Como proceder. De acordo com o texto apresentado, por que Chabrol não fez de A Comédia do Poder um ataque a Jacques Chirac? Responda em uma a três frases.

Texto apresentado.
╭──

Um filme menor, mas não menos encantador, de Claude Chabrol.

7,0

É a nona parceria da atriz Isabelle Hupert com o diretor francês Claude Chabrol essa A Comédia do Poder (L’Ivresse du Pouvoir, no original, ou seja, algo como intoxicação pelo poder). Trata-se de uma versão ficcional do maior escândalo do governo do ex-presidente Jacques Chirac: o tráfico de influência entre funcionários públicos com a multinacional do petróleo Elf-Aquitaine. Pela familiaridade dos brasileiros com esse tipo de barbaridade, esse pode ser um dos mais acessíveis filmes do cineasta francês, mesmo que o roteiro esteja cheio de jargões técnicos, econômicos e jurídicos.

É uma obra menor desse mito do cinema, responsável por alguns dos grandes filmes franceses da década de 60 para cá. Para citar apenas um mais recente, com a mesma Huppert, La Cérimonie (1995), no Brasil Mulheres Diabólicas, baseado no romance de Ruth Rendell que acaba de ser lançado no país com o nome de Um Assassino entre Nós (LP&M), em que duas mulheres aparentemente sem motivo se unem numa amizade macabra e matam uma família inteira no interior da França.

A Comédia do Poder é uma obra menor, entre outros motivos, pelo fato de o enredo ser enfadonho (se você é brasileiro e leu jornais nos últimos dez anos, conhece pelo menos uma dezena de variações da mesma história), apesar de que Chabrol usa a veia da comédia para criticar a forma como os governos, sejam de esquerda ou direita, do primeiro ou terceiro mundo, terminam sempre envolvidos nesses escândalos, uma vez que o dinheiro do suborno oferecido aos criminosos, além da rede de proteção institucional, faz desse tipo de crime praticamente incontornável.

Mas Chabrol não faz de seu filme um ataque a Jacques Chirac (“Seria dar ao seu governo um destaque que ele não merece”, declarou o diretor ao jornal Valor Econômico), em oposição ao italiano Nanni Moretti, que no mesmo ano fez seu O Crocodilo um ataque frontal e direto ao presidente Silvio Berlusconi. Afinal, Chabrol é grande demais para reduzir seus filmes a qualquer coisa. Mesmo seus personagens, sempre fogem da simpatia ou antipatia, nenhum deles é herói ou maniqueísta, proporcionando grandes interpretações aos atores que os interpretam.

╰──

Dados registrados.
╭──

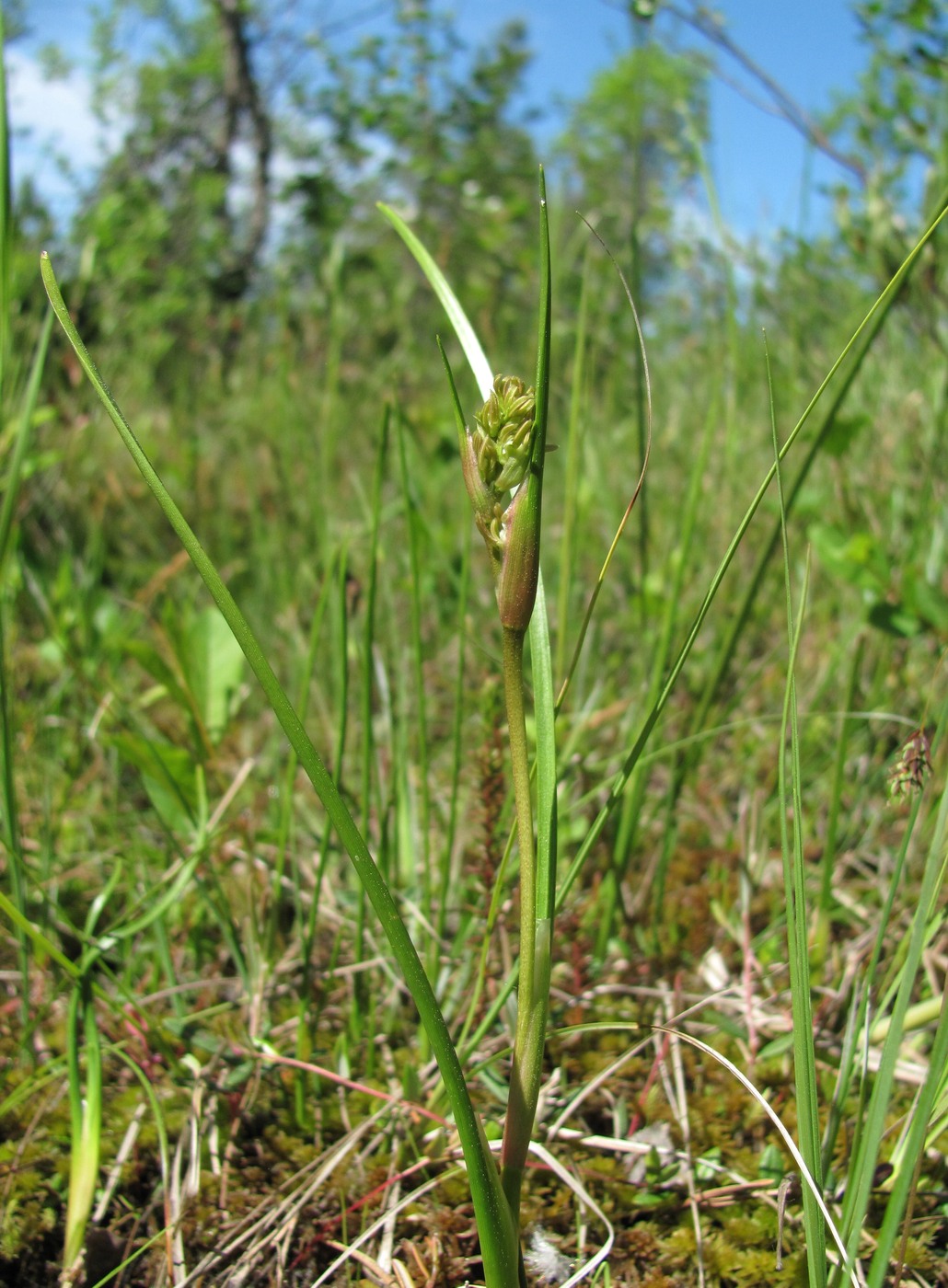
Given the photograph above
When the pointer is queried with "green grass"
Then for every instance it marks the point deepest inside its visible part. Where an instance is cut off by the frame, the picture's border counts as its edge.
(209, 1040)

╰──

Resposta. Ao jornal Valor Econômico, o diretor declarou que isso "seria dar ao seu governo um destaque que ele não merece". O texto acrescenta que Chabrol é grande demais para reduzir seus filmes a qualquer coisa.